- Written instruction
In the political commentary below, list every alternative "president" nickname it offers in place of "the food stamp president."

How Would Romney Avoid A Financial Crisis?

Nicole Gelinas encourages him to take Huntsman's lead on fixing "too-big-to-fail": 

Romney still needs a better position on this topic — not least because he comes from the financial industry. He could still turn that experience into an advantage (or at least less of a disadvantage) by saying that he knows the financial industry well enough to regulate it so that all its companies compete in a free market. 

Suzy Khimm asks questions about Romney's vague pandering on issues related to bailouts, Dodd-Frank and Europe. 

“Food Stamp President” Ctd

Adam Serwer takes on the race-baiting comments featured in Gingrich's new ad (seen above and highlighted in today's Ad War Update):

The ad is betting that Republicans are longing to see Gingrich lecture the first black president on how there's nothing racist about suggesting black people would rather be on public assistance than work for a living. It indulges two longstanding Republican fantasies: That Obama is an intellectual lightweight dependent on his teleprompter who would be easily dispatched by a knowledgeable conservative opponent, and that racism on the right is entirely an invention of liberals, who are the real racists

Fallows, meanwhile, is debating with readers about how to interpret Gingrich's goals. Jim's view:

Newt Gingrich knows exactly what he is doing when he calls Obama the "food stamp" president, just as Ronald Reagan knew exactly what he was doing when talking about "welfare Cadillacs."

There are lots of other ways to make the point about economic hard times — entirely apart from which person and which policies are to blame for today's mammoth joblessness, and apart from the fact that Congress sets food stamp policies. You could call him the "pink slip president," the "foreclosure president," the "Walmart president," the "Wall Street president," the "Citibank president," the "bailout president," or any of a dozen other images that convey distress. You decide to go with "the food stamp president," and you're doing it on purpose.

- Material provided
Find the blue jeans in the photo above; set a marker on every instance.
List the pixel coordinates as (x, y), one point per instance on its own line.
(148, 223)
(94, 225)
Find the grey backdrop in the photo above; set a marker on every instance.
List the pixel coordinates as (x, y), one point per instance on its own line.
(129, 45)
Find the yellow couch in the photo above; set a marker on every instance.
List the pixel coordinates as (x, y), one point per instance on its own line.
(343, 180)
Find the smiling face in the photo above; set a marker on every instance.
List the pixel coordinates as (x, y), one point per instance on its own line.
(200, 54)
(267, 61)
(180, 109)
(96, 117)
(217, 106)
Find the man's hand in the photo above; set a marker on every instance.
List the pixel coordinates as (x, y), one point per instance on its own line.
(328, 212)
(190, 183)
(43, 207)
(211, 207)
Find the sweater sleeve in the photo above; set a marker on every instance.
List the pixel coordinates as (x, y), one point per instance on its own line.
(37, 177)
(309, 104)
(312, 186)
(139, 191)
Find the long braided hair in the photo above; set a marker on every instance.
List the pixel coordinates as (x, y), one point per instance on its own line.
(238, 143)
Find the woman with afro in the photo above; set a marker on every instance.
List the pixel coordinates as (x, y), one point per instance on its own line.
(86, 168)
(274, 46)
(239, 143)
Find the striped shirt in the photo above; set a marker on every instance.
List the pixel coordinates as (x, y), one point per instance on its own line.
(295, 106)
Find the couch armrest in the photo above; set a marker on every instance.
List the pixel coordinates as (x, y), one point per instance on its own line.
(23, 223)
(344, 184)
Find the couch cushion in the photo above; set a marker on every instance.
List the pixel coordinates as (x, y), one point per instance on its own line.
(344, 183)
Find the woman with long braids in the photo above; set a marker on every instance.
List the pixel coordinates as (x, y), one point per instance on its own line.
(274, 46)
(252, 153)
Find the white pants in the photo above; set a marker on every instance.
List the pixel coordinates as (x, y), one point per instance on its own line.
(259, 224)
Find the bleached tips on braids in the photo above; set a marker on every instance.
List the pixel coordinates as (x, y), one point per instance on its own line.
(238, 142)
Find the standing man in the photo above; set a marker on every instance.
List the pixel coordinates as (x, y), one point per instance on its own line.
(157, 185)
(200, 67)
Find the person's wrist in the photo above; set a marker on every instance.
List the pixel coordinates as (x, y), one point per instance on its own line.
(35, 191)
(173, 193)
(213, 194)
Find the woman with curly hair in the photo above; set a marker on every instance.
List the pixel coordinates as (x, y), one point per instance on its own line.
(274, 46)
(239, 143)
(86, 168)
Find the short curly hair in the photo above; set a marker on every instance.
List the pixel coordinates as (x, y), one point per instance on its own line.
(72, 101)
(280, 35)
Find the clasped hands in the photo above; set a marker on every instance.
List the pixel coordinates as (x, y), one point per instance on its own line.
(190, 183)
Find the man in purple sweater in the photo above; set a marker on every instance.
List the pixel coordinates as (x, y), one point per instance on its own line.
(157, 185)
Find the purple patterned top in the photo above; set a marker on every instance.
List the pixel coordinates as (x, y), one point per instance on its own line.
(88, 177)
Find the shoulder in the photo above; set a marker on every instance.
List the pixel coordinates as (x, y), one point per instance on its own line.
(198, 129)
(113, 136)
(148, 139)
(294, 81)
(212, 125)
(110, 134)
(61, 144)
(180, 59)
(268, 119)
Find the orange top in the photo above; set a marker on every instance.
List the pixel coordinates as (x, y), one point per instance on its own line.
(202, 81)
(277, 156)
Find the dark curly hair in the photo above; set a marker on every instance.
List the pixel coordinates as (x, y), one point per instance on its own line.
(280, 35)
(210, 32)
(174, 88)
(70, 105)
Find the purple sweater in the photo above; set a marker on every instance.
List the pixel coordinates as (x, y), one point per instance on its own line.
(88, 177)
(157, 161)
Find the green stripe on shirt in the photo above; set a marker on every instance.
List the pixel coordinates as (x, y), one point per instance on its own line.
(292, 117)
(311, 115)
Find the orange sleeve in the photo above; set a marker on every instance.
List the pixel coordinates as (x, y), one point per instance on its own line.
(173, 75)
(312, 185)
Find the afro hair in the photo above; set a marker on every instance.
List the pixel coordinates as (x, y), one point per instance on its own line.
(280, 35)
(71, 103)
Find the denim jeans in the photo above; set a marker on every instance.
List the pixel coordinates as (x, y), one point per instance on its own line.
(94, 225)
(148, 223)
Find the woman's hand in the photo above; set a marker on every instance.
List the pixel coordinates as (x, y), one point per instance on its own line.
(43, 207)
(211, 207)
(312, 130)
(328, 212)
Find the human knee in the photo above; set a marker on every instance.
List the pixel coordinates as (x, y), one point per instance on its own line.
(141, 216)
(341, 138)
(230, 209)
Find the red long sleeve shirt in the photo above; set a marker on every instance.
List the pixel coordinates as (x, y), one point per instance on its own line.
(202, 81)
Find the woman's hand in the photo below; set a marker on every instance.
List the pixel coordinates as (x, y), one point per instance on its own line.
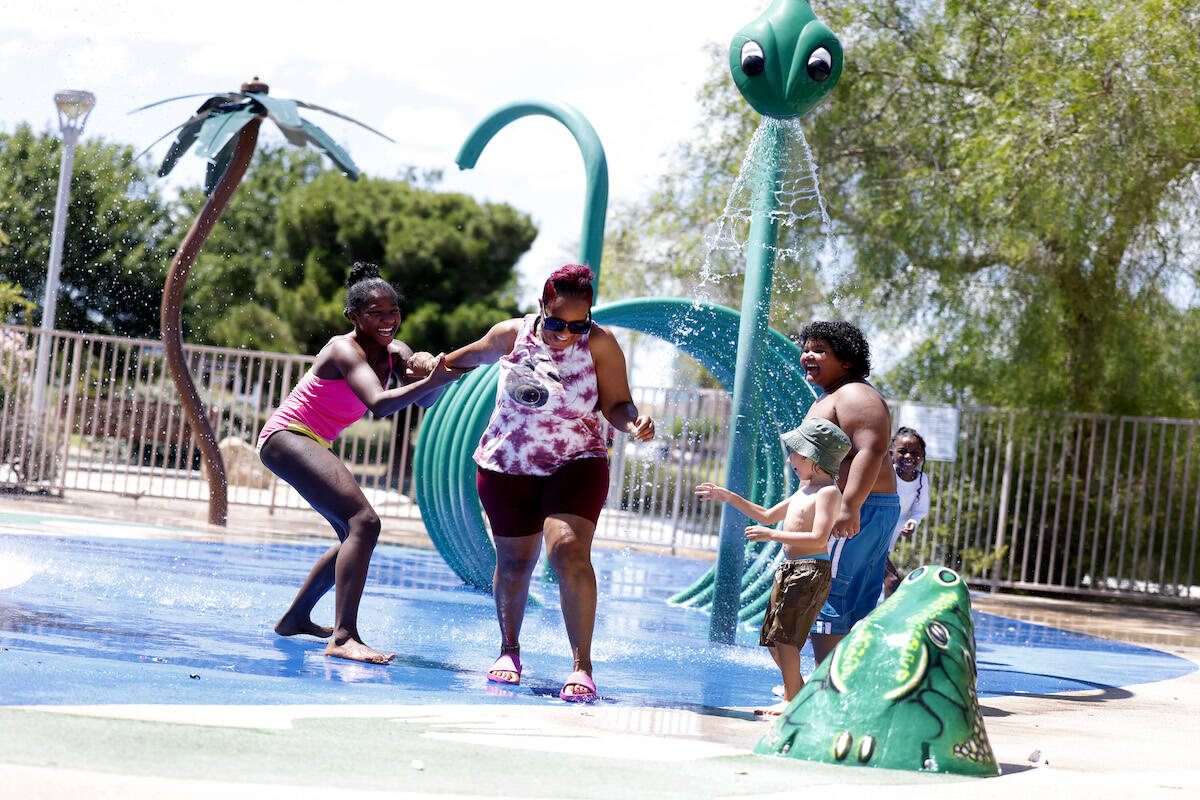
(441, 374)
(421, 364)
(708, 491)
(642, 428)
(760, 534)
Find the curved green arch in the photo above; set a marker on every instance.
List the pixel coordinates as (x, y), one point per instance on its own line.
(444, 474)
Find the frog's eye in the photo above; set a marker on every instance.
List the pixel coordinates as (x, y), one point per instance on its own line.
(753, 61)
(939, 635)
(820, 65)
(949, 577)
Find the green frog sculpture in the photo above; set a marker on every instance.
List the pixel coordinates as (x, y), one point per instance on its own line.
(899, 691)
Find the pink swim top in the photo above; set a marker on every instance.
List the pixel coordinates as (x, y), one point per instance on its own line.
(318, 407)
(545, 408)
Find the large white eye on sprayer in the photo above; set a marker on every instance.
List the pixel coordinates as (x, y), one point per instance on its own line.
(753, 60)
(820, 65)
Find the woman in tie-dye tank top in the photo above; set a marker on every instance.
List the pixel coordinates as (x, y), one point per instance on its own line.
(544, 463)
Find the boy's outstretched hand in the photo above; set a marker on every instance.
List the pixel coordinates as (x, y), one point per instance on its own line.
(708, 491)
(760, 534)
(642, 428)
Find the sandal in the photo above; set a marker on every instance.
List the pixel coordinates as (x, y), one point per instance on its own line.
(505, 662)
(579, 678)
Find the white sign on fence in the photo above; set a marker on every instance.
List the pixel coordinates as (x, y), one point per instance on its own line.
(937, 425)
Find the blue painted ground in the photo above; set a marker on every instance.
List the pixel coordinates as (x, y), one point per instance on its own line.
(94, 612)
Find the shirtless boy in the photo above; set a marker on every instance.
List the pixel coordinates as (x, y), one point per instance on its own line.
(803, 578)
(838, 360)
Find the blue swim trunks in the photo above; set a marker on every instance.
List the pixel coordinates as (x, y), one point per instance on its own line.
(858, 566)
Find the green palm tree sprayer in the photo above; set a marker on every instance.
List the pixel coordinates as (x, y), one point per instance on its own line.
(225, 130)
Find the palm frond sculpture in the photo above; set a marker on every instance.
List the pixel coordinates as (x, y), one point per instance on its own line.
(225, 131)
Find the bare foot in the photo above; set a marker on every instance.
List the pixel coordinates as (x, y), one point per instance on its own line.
(288, 626)
(355, 650)
(772, 710)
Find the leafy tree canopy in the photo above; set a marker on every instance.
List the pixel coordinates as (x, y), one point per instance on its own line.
(1013, 185)
(453, 258)
(273, 274)
(114, 256)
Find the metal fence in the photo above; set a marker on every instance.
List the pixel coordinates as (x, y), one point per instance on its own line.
(1068, 503)
(1062, 503)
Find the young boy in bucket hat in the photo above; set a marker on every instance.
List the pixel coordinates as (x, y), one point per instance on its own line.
(803, 578)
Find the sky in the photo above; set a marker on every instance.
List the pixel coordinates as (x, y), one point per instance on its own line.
(423, 73)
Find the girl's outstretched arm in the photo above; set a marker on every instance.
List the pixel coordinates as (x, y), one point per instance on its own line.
(364, 382)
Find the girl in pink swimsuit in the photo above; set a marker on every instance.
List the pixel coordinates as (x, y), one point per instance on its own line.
(543, 461)
(349, 376)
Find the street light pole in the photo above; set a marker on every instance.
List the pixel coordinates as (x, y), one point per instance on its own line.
(73, 107)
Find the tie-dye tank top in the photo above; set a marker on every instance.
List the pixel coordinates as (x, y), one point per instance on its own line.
(545, 408)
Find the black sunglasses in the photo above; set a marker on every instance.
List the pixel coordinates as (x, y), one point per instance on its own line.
(555, 324)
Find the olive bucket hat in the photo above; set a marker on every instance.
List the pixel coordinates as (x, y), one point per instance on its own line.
(820, 440)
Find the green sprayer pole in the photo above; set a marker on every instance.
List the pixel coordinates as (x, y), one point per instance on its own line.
(595, 166)
(753, 334)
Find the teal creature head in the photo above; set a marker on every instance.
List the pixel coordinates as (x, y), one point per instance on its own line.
(785, 61)
(899, 691)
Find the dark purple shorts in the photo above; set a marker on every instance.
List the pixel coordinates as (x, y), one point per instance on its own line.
(517, 505)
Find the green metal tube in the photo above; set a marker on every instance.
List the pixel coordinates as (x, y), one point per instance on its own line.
(751, 344)
(595, 166)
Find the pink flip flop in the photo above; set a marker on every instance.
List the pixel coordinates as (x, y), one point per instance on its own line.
(507, 662)
(579, 678)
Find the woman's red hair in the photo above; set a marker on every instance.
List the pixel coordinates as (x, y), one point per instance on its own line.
(570, 281)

- Response to this exercise
- "pink slip president"
- "foreclosure president"
- "Walmart president"
- "Wall Street president"
- "Citibank president"
- "bailout president"